[Stored dataset items]
----

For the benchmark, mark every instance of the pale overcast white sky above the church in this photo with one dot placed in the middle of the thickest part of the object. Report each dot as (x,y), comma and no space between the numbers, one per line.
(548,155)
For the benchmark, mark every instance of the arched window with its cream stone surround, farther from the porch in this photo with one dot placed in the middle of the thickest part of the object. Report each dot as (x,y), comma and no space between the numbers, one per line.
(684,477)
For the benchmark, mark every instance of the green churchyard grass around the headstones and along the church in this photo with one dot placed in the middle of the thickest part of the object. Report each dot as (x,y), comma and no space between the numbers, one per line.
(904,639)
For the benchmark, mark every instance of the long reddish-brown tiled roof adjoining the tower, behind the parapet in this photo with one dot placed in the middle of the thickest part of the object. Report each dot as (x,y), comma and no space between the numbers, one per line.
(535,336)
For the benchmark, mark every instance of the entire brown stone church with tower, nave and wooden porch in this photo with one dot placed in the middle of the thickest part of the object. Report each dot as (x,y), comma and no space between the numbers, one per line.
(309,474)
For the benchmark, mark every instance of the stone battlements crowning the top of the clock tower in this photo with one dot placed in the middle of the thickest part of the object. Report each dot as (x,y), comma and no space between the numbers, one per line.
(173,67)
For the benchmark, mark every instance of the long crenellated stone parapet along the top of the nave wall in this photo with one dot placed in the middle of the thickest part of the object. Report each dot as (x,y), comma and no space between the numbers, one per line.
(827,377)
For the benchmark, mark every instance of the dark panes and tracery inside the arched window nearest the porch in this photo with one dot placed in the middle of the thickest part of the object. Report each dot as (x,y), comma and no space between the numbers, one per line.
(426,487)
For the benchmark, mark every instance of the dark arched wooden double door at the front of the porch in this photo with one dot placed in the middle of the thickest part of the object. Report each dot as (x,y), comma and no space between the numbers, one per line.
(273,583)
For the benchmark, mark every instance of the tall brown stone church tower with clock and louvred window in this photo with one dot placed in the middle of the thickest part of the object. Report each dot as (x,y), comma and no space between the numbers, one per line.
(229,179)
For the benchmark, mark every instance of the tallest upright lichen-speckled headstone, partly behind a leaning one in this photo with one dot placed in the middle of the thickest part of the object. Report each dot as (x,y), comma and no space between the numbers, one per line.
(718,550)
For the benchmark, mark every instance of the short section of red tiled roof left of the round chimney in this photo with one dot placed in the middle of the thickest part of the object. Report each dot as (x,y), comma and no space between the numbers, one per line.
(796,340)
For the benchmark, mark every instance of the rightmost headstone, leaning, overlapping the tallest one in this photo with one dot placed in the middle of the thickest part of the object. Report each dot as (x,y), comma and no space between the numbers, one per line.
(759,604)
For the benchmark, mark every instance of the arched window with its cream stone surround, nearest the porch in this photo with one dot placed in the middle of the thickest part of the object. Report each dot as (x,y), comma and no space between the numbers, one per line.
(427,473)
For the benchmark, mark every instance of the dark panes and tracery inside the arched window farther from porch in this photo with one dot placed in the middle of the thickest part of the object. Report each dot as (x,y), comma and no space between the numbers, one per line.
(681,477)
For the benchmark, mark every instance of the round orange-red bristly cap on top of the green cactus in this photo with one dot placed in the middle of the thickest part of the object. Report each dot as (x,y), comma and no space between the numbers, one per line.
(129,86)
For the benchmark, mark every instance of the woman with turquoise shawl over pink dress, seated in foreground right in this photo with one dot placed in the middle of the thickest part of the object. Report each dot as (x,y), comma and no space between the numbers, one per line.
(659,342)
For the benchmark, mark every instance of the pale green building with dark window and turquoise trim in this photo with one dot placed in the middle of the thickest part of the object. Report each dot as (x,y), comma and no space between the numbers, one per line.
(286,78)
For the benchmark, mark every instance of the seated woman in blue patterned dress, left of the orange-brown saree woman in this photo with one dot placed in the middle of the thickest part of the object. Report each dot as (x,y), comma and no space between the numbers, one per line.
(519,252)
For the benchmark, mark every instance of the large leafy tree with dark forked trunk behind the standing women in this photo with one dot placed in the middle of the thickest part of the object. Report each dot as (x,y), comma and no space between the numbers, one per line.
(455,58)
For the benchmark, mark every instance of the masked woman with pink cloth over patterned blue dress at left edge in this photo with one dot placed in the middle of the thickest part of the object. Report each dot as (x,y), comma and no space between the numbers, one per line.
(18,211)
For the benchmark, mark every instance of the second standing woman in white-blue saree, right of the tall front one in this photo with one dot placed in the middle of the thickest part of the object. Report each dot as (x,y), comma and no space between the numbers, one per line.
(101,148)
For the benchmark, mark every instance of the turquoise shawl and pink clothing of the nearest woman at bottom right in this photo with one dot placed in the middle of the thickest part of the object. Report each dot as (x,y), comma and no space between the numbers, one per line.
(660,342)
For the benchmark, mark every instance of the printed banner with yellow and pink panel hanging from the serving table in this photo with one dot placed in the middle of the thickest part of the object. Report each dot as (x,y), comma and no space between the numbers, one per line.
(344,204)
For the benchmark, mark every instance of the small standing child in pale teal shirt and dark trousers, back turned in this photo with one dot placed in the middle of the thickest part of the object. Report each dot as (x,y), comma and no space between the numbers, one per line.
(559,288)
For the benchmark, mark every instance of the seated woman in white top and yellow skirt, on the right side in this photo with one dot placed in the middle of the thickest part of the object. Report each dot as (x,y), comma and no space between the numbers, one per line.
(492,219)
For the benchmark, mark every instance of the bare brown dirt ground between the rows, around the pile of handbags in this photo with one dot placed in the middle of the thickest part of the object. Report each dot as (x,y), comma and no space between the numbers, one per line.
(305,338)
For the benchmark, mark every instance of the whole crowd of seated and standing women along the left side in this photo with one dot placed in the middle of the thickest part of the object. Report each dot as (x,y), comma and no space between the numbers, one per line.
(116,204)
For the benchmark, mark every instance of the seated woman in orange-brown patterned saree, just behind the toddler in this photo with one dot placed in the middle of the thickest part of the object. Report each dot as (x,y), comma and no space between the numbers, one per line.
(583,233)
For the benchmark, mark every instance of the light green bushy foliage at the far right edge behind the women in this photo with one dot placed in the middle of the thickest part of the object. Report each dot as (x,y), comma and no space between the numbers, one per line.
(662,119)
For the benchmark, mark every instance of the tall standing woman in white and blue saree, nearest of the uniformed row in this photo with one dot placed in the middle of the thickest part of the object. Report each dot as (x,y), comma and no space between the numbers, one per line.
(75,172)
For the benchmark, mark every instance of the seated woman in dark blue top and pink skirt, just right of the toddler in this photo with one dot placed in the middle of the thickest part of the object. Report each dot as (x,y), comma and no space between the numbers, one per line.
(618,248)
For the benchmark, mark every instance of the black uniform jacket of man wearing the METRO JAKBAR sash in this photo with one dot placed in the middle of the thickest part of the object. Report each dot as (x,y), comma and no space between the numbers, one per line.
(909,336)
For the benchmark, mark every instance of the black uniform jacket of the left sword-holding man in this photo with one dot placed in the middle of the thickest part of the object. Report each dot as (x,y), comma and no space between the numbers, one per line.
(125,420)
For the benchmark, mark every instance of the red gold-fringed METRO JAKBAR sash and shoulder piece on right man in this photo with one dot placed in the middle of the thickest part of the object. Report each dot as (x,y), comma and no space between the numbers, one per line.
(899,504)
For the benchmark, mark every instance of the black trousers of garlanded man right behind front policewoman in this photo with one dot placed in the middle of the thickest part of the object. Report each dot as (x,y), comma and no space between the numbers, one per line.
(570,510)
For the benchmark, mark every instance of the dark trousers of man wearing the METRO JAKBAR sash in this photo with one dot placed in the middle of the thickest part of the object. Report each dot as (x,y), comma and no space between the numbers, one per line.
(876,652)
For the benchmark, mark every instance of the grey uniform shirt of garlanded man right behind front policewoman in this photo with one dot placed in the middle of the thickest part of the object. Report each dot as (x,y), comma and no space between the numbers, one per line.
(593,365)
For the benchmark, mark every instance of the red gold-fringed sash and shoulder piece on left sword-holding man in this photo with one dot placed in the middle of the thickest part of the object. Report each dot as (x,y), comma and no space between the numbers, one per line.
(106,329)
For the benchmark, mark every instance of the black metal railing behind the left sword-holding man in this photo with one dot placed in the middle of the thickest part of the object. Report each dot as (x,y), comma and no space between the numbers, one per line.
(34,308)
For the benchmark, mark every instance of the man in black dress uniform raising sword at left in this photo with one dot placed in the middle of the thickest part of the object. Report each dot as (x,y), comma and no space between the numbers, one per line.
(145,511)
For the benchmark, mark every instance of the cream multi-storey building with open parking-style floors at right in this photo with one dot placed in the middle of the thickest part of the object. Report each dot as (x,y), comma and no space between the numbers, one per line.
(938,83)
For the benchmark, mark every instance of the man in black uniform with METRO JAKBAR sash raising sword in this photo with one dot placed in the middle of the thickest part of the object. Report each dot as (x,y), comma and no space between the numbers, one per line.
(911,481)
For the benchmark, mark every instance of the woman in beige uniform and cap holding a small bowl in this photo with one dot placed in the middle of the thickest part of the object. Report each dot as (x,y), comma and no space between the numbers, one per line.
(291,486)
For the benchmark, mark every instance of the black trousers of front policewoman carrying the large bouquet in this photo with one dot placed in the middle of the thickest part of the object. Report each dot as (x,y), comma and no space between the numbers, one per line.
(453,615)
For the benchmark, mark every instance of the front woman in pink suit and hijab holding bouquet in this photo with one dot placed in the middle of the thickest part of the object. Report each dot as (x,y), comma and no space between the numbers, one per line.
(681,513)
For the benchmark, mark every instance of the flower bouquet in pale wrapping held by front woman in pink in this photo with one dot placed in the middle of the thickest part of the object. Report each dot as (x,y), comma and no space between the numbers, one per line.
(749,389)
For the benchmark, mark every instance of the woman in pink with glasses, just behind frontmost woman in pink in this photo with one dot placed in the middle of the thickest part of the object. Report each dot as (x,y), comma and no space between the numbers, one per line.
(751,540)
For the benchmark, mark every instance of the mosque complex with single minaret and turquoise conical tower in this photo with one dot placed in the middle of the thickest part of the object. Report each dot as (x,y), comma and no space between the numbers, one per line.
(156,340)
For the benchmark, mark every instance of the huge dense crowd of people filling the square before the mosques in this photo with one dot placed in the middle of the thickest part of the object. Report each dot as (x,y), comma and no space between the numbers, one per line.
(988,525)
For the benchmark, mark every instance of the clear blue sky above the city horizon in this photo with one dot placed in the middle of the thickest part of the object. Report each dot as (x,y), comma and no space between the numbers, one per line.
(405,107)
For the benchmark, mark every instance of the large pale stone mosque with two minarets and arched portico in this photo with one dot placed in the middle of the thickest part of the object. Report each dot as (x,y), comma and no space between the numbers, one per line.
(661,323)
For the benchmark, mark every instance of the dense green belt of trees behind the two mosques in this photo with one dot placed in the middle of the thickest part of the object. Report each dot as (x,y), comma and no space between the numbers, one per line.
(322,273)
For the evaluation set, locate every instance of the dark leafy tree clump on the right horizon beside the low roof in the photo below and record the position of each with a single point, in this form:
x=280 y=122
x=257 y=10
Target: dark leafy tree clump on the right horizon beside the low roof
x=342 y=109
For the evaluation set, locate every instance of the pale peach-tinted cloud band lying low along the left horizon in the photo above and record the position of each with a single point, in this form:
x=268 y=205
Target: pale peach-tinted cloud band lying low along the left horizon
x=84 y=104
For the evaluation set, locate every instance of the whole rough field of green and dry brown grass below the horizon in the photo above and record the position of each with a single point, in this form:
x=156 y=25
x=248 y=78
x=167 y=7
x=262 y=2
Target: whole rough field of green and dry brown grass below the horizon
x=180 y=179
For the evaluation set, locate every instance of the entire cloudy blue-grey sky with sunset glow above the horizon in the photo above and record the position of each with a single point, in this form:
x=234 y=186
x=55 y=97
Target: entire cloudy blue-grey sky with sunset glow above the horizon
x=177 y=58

----

* **Activity**: The lines to return are those in the entries above that include "record".

* **Solved problem**:
For the evaluation set, locate every instance of the dark leafy tree clump on the right horizon beside the low roof in the photo below and record the position of each with a single point, in this form:
For the evaluation set, locate every instance of the pale peach-tinted cloud band lying low along the left horizon in the photo above and record the position of each with a single point, in this form:
For the evaluation set, locate every instance of the whole rough field of green and dry brown grass below the horizon in the photo above and record the position of each with a single point, in this form:
For the evaluation set, locate every instance of the entire cloudy blue-grey sky with sunset glow above the horizon in the photo above and record the position of each with a single point, in this form:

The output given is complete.